Inhibitions in Anecdote Circles

Last week, I conducted four anecdote circles for an organisation with whom we’re working. At the end of the 3rd, one of the participants came up to me and said that there were some things she’d have liked to share but she held back because she didn’t want to incriminate the characters in the anecdotes. I told her that she could share with me separately on another occasion.

Generally, we begin an anecdote circle by reassuring participants that anything they say within the circle will be kept within the circle, and nothing they share can be attributed to specific individuals. On one occasion, in an anecdote circle that my colleague Patrick Lambe facilitated, the participants made their reservations known right at the beginning of the anecdote circle, and Patrick then got all of them to promise one another that they would not repeat outside the room anything that was said inside. That worked out fine. But in my case, I was only aware of this reservations at the end of the circle. To think of all the good stories that the group had missed! Need to think of a better way to avoid this next time. Thought about doing what Patrick did, ie, making the participants promise each other discretion, but it seems too much of an overkill to do it right at the beginning of a circle when the participants haven’t quite warmed up. That might have the opposite effect of putting their backs up.

1 Comment so far

I agree that it might not be a good idea to start off the circle with a confidentiality pact.  Participants usually become too caught up with saying what is politically appropriate at the start of these sessions anyway so drawing attention to clauses of confidentiality only magnifies the restraint.

Perhaps it might help to allow them to start off with what would be considered “safe” anecdotes, and then at an appropriate time into the session eg. when the group has warmed up to one another or when there is a symptomatic pause in the contributions, throw in something like “Could we agree that what is shared within this circle is kept confidential? Does anyone object to this arrangement?”.  Chances are, no one will.  It depends on the way it is said, I suppose.  Participants could then be encouraged to bring in the more real stuff, and if that means “incriminating”, so be it.

I don’t mean it to be manipulative but some people (moi included) need to be warmed up before we dare be bold and bare!

+++

What to work on:
A) In the post on anecdote circles, who facilitated the circle in which the participants promised one another not to repeat outside the room anything said inside?
B) Reproduce word for word the passage of the post on anecdote circles that begins at the words "Last week, I" and ends after the words "on another occasion.".

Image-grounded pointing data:
+++

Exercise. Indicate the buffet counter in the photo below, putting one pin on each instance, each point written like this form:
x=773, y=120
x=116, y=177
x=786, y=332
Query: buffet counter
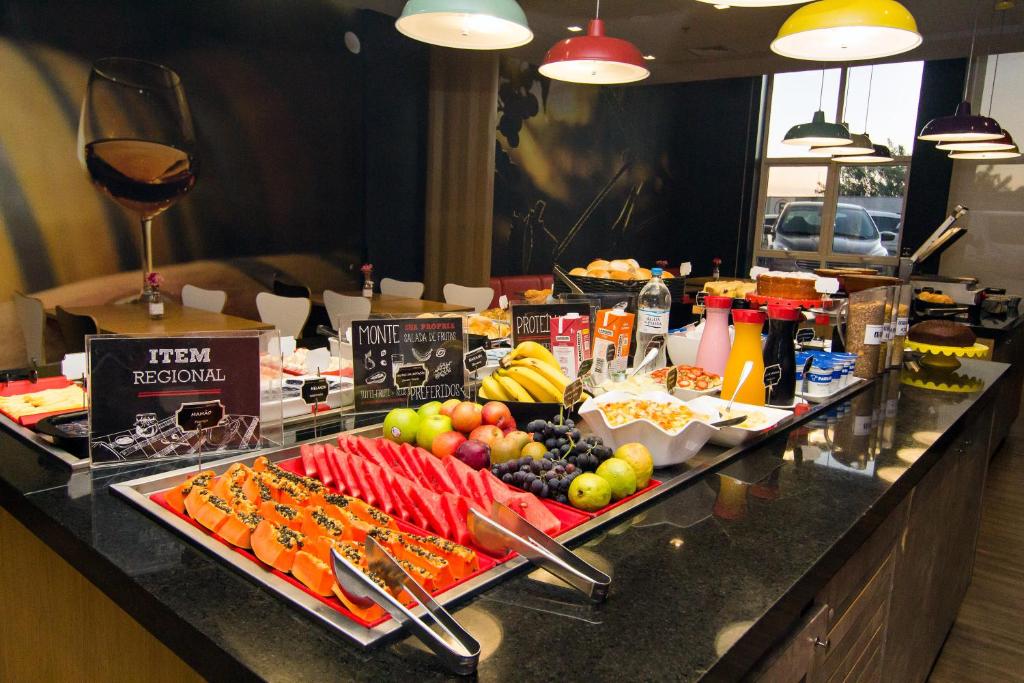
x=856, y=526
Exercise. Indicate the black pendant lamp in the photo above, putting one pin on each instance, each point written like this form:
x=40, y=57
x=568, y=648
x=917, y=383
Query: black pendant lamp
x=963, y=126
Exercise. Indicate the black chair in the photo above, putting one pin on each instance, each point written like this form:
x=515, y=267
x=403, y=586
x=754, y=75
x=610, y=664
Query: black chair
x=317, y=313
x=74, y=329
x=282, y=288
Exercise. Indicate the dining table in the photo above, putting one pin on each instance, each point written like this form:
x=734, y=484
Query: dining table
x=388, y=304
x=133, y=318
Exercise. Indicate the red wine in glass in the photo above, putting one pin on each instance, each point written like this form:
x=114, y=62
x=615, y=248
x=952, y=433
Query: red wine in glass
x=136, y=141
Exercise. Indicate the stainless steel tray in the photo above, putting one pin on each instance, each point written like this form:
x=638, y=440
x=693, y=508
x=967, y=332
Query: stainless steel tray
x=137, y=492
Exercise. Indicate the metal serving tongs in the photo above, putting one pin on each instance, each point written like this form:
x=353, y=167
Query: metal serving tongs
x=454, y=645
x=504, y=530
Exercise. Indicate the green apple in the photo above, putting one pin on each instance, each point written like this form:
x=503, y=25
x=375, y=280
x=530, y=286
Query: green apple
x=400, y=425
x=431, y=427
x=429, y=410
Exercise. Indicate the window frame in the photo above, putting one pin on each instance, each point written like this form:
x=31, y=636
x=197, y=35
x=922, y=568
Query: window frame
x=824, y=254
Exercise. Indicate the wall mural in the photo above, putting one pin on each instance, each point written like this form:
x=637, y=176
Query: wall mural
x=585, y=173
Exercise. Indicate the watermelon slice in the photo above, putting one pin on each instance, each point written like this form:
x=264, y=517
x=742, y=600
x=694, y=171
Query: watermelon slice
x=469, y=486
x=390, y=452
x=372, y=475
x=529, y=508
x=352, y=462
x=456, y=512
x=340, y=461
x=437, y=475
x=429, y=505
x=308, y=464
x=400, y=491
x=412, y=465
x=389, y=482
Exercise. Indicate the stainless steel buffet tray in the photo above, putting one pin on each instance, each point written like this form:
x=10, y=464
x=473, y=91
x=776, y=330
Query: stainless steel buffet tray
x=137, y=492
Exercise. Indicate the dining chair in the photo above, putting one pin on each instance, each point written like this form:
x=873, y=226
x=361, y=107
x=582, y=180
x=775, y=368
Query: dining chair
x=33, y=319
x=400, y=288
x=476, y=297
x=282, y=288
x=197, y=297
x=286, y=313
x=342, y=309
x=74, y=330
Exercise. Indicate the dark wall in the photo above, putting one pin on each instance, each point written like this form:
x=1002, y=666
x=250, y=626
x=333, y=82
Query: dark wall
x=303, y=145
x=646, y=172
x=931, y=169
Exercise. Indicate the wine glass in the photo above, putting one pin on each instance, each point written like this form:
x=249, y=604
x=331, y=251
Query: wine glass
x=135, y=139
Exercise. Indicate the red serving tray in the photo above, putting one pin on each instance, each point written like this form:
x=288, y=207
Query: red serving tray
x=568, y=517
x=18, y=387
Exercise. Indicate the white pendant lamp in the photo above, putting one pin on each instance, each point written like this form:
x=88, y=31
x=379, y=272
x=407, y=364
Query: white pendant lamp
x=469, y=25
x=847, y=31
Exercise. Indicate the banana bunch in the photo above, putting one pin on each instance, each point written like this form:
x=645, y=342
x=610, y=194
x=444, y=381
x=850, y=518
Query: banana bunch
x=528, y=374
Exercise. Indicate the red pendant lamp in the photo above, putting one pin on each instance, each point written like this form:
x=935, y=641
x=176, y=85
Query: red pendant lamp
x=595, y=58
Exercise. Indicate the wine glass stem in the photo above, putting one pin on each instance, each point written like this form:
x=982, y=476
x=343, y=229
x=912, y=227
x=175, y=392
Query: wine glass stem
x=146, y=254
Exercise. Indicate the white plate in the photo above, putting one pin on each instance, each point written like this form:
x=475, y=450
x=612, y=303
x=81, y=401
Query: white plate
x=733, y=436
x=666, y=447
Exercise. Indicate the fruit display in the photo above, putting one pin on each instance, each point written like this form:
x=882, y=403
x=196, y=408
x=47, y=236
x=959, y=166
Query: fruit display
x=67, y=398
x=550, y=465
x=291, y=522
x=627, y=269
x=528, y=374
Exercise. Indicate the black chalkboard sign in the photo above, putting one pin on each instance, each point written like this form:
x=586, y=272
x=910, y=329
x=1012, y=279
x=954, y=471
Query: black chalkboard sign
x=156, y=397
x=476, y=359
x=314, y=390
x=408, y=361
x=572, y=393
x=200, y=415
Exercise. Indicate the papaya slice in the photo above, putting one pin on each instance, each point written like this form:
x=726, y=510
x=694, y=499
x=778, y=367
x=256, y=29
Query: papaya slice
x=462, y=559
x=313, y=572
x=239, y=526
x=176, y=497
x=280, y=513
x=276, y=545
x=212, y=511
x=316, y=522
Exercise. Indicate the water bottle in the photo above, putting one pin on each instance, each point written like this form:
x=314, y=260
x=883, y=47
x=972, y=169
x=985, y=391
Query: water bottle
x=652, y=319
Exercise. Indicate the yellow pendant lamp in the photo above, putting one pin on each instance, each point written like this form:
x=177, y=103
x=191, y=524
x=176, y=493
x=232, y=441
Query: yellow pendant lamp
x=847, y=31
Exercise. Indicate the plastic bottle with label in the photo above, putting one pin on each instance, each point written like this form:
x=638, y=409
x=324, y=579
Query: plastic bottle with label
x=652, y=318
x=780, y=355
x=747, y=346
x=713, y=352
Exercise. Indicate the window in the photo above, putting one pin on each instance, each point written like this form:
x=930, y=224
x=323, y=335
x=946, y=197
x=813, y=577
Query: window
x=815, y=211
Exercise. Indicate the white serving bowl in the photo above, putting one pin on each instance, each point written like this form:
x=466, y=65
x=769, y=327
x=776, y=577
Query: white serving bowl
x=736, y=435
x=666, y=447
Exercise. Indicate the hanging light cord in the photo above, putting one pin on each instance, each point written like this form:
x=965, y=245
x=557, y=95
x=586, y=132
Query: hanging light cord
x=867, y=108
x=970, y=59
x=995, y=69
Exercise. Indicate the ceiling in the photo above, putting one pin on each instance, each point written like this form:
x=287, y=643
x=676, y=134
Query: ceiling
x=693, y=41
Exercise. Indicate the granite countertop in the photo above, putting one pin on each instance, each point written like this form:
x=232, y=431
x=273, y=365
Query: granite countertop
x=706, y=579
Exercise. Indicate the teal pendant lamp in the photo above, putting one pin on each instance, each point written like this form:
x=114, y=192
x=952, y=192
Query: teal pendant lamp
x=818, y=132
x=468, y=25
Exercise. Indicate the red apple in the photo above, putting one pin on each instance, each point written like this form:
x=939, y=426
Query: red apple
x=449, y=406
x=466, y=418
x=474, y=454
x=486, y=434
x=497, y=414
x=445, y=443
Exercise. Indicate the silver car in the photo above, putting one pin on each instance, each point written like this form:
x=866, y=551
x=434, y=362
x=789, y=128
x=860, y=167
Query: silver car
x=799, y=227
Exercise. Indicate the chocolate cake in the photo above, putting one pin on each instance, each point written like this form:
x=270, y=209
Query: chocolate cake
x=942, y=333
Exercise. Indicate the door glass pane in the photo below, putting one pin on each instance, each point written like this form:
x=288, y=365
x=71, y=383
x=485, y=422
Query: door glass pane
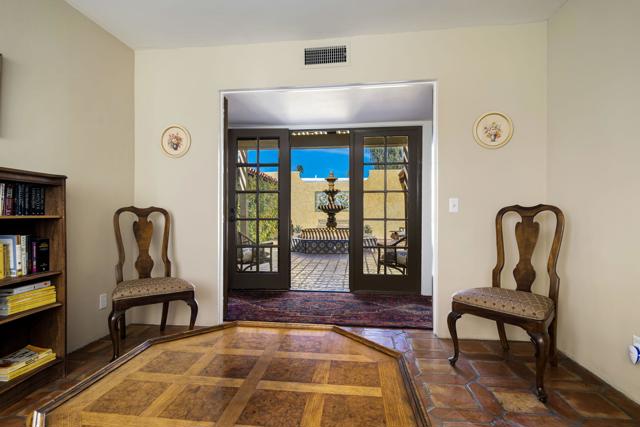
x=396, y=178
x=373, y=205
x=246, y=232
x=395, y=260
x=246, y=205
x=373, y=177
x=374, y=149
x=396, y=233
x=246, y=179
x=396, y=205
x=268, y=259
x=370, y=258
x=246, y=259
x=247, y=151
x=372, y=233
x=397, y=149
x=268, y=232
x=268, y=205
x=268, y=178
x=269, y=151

+++

Per-task answers:
A) Patrick Lambe

B)
Last week, I conducted four anecdote circles for an organisation with whom we’re working. At the end of the 3rd, one of the participants came up to me and said that there were some things she’d have liked to share but she held back because she didn’t want to incriminate the characters in the anecdotes. I told her that she could share with me separately on another occasion.